Exercise instructions:
Please format everything from the line containing "of the paved" down to the end of the items as a numbered list, leaving out any blank lines.

Supplied information:
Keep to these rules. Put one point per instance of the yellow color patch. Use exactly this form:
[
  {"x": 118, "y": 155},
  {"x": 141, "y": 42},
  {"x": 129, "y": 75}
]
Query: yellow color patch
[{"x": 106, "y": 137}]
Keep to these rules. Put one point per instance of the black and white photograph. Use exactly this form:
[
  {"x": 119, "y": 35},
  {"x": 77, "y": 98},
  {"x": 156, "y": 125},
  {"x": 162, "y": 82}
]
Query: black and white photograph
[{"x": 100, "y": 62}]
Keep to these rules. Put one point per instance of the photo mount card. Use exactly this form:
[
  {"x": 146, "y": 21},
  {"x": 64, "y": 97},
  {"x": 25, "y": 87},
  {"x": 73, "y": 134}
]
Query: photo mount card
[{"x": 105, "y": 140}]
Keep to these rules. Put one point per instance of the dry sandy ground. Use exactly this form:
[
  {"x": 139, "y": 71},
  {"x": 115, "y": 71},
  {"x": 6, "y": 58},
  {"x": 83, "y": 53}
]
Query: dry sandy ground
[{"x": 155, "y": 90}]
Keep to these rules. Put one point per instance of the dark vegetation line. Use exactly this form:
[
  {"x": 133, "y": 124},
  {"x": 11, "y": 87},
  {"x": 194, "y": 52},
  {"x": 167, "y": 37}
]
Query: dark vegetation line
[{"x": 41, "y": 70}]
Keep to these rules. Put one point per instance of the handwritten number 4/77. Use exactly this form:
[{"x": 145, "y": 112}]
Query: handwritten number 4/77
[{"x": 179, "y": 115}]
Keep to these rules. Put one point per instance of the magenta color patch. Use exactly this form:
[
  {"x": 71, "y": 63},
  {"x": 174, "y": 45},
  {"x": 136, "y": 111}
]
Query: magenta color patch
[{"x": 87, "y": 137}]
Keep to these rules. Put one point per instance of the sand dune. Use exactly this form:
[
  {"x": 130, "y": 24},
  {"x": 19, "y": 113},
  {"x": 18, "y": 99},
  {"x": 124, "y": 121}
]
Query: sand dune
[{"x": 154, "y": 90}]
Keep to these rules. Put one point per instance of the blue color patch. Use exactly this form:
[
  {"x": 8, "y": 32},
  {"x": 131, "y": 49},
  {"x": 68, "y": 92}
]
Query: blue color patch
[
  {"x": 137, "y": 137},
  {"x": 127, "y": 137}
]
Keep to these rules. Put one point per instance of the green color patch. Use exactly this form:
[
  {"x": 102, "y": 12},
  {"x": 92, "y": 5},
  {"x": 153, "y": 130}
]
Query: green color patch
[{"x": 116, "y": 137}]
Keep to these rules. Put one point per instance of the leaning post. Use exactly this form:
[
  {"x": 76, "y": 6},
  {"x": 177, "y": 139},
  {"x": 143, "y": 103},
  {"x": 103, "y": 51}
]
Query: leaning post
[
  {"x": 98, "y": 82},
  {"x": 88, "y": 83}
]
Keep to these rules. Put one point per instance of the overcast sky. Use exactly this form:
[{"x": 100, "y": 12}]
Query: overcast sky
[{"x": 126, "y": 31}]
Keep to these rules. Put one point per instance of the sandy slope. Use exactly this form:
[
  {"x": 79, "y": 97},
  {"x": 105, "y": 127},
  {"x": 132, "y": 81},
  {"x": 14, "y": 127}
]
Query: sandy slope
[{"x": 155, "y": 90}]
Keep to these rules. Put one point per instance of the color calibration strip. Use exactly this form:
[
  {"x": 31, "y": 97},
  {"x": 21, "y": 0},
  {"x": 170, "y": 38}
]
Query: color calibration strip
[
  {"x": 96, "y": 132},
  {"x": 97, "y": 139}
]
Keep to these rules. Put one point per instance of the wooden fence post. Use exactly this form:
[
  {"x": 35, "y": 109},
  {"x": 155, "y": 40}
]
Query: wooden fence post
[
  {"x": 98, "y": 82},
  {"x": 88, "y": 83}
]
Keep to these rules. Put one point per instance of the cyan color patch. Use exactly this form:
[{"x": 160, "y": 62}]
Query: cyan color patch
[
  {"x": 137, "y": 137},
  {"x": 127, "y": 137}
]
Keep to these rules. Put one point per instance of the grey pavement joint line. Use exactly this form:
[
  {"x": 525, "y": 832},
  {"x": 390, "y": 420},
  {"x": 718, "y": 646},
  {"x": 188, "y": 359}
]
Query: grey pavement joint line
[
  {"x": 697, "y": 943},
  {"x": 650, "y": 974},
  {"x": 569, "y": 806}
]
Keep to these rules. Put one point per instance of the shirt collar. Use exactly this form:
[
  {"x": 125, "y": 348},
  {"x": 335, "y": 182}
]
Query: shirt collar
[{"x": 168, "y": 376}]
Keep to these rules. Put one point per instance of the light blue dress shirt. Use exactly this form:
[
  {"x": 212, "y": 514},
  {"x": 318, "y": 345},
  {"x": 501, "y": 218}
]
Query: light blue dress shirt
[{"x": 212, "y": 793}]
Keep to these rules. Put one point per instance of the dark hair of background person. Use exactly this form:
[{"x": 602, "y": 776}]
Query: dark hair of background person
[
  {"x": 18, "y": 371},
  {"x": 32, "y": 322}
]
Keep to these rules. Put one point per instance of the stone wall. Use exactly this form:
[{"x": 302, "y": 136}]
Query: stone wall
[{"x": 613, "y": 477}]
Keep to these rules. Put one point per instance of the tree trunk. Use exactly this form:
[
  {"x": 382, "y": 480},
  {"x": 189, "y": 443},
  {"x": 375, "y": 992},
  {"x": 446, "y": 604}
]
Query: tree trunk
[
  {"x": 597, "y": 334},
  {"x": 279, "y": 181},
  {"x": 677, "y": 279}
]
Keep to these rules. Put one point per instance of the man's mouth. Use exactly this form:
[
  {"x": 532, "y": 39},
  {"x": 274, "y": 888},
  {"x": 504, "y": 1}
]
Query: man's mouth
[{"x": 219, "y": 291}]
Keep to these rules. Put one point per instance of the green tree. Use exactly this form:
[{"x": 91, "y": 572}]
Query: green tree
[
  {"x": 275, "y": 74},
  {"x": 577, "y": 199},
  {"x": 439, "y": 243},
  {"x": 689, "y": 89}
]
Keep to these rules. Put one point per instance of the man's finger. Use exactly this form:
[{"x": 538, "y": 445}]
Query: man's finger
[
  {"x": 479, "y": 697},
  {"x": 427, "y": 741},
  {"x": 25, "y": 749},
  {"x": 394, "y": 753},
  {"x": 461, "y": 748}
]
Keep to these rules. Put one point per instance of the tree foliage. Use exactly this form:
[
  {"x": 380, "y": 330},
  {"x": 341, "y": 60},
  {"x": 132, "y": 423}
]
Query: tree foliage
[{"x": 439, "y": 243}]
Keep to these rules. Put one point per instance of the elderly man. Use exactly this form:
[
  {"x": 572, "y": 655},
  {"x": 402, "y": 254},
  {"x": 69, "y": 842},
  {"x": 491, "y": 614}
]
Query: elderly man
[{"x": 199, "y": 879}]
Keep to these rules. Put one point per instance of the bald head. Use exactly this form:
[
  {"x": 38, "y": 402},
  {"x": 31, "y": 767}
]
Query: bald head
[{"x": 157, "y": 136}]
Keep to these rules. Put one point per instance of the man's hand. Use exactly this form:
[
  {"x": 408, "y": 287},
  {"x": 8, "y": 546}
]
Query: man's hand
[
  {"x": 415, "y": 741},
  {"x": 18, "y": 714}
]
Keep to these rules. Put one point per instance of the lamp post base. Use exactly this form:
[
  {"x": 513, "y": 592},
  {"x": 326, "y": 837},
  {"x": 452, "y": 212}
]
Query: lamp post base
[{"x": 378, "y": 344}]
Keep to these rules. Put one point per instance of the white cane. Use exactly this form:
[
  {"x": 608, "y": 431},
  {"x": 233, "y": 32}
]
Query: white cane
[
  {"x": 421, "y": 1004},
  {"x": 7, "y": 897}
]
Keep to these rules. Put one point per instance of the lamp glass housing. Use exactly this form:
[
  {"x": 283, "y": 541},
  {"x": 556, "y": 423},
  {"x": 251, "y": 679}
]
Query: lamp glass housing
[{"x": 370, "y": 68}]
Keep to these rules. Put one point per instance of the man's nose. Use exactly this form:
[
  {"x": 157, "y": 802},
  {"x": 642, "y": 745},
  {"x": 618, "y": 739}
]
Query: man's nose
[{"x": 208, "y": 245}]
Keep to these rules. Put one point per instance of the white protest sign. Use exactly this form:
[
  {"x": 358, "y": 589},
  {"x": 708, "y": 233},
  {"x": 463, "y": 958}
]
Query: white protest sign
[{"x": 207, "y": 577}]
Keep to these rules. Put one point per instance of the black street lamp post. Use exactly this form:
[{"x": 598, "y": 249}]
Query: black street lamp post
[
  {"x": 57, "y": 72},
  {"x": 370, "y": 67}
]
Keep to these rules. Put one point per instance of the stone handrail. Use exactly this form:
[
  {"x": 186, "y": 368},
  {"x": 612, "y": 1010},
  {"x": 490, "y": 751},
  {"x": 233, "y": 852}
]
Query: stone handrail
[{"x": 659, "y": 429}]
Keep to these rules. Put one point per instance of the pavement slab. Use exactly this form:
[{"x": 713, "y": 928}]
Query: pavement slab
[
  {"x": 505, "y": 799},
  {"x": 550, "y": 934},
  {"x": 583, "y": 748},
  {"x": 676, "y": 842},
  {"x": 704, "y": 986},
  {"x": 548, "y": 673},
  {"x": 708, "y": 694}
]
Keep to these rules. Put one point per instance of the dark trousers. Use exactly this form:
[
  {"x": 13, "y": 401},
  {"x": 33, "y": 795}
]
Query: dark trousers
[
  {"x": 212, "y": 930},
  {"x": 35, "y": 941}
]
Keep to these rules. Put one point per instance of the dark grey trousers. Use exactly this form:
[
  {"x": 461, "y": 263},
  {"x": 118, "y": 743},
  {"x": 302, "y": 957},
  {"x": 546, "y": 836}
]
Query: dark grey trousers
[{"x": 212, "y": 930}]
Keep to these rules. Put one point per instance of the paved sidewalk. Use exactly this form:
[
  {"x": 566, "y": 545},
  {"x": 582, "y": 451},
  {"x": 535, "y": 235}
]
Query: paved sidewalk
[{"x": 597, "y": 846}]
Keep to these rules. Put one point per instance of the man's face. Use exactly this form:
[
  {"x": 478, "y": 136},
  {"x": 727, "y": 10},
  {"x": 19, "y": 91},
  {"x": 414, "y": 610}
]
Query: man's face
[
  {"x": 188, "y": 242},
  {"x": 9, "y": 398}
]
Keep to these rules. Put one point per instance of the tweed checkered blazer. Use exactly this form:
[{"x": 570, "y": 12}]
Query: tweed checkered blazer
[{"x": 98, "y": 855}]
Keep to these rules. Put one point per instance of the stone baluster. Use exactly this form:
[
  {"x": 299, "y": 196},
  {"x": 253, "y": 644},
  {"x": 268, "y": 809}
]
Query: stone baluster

Final result:
1. Keep to these rules. Put one point per instance of the paved sidewalk. Use exactly this form:
2. [
3.   {"x": 566, "y": 545},
4.   {"x": 582, "y": 451},
5.   {"x": 535, "y": 235}
6. ]
7. Query: paved sidewalk
8. [{"x": 597, "y": 846}]
9. Keep to these rules. Put one point per instance of the man's face. Use exactly this form:
10. [
11.   {"x": 478, "y": 136},
12.   {"x": 727, "y": 10},
13.   {"x": 19, "y": 91},
14.   {"x": 414, "y": 610}
15. ]
16. Query: man's face
17. [
18.   {"x": 188, "y": 242},
19.   {"x": 9, "y": 398}
20. ]
21. Keep to these rules. Put one point per instance of the tweed checkered blazer. Use exactly this form:
22. [{"x": 570, "y": 12}]
23. Query: tweed checkered blazer
24. [{"x": 98, "y": 855}]
25. Keep to these rules. Put one point per instance of the stone baluster. Use exactly this form:
26. [
27.   {"x": 299, "y": 196},
28.   {"x": 253, "y": 644},
29.   {"x": 268, "y": 809}
30. ]
31. Query: stone baluster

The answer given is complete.